(Tasks for this exercise)
(1) Answer the following from the chemotherapy remarks:
(a) Which patient population is described as very homogenous?
(b) Which 2017 meeting is named as the source of the recent data?
(c) What makes integrating new drugs into an IP platinum approach very hard?
(2) Carry on the chemotherapy remarks from their final sentence, keeping the same spoken style.

(Excerpted text)
━━━━━━
We have to start to think about how we might explain that. One, there is a pharmacogenetic question in the Japanese patient population—very homogenous—and we’ve seen this with drug development with other drugs in that population. Drug metabolism can be different and pharmacogenetics can be different, so maybe there is some pharma conjunction and a difference in the Japanese study versus the European study or US study. If you look at the US study and then the ICON8 study, you get this 4-month to zero benefit.
The take-home message from all of this is that, for now, based on the recent 2017 ESMO Congress data, as well as the past GOG-252 and GOG-262 data, there is really no reason to offer patients primary therapy with an IP approach [over] a dose-dense approach. Again, more information has to come from the ICON8 trial. Most of the information suggests that dose-dense therapy and perhaps the every-3-week regimen has the same benefit.
Finally, why that is important is that it is really time for us to decide on a primary regimen and move beyond. If you look beyond the new drugs we have—PARP inhibitors, other anti-vascular agents beyond bevacizumab—we need to be able to integrate those into frontline therapy. It is very hard to integrate that into an IP platinum approach because of the toxicity, and much easier to integrate it into the more weekly approaches.
━━━━━━
(Saved entries)
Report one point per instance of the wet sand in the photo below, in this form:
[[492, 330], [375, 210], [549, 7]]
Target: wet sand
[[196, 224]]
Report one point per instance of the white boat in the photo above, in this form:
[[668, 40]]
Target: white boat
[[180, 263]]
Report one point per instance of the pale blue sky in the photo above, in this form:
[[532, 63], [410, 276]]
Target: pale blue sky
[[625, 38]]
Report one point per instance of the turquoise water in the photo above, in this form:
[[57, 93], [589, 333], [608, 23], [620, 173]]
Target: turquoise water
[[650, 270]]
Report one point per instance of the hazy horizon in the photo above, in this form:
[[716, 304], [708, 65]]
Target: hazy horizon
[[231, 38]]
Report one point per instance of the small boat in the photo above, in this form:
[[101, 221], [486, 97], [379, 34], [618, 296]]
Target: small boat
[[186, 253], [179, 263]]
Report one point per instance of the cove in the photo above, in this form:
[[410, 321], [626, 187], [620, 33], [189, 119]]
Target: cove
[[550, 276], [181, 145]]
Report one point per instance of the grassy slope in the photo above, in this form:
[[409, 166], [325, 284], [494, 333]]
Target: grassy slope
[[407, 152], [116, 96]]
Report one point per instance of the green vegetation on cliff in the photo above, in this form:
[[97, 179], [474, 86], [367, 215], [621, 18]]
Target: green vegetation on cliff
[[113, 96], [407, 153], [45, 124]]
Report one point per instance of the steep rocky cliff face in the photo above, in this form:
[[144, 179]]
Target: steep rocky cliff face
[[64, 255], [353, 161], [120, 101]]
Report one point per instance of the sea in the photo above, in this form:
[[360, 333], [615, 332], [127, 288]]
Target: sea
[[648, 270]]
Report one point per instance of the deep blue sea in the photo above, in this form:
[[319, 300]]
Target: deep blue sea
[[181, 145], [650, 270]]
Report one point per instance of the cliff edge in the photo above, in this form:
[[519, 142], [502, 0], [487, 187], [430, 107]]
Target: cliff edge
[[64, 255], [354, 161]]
━━━━━━
(Task results)
(1)
(a) The Japanese patient population.
(b) The 2017 ESMO Congress.
(c) The toxicity.

(2)
One final comment is that if one looks at the OS of the subsequent studies that have been reported—for example, in GOG-252—it looks like it will be markedly longer than traditional studies. If this is the case, it tells us we’re getting better despite the fact that we may not have achieved what we wanted in a primary therapy setting—probably implying that recurrent therapy has been effective. There is. The benefit of just saying now that we can use dose-dense therapy or every-3-week therapy allows us to do a lot of additional combinations in the primary therapy setting. Therefore, whether we add a PARP inhibitor, which is being done, and looking at maintenance therapy, whether we add other anti-vascular agents, anti— vascular-disrupting agents, or other novel compounds, or whether we consider immune strategies for maintenance or immune combination strategies, these can all be done with a dose-dense or every- 3-week schedule. It would be very difficult to try and incorporate those into an IP with cisplatin question. That is what this information has given us. IP therapy has been traditionally used in the gynecologic world just in ovarian cancer. It has been used in other gynecologic malignancies with other agents, as well. In terms of endometrial or cervical cancer treatment, because of the pattern of spread of those diseases, you wouldn’t use the IP approach.
There was certainly growing enthusiasm behind dose-dense therapy, and the ICON8 results are a bit unexpected. They are so new and only presented at the one meeting, and, before we make a statement, it’s worth that we look at those results more thoroughly. Clearly, there is an order-of-magnitude difference in what the Japanese showed in their dose-dense therapy study and what the GOG-252 and GOG-262 showed and then, of course, with ICON8 not showing a benefit. Probably somewhere in there is the truth, but certainly not the benefit that we had expected from the Japanese study in all patients.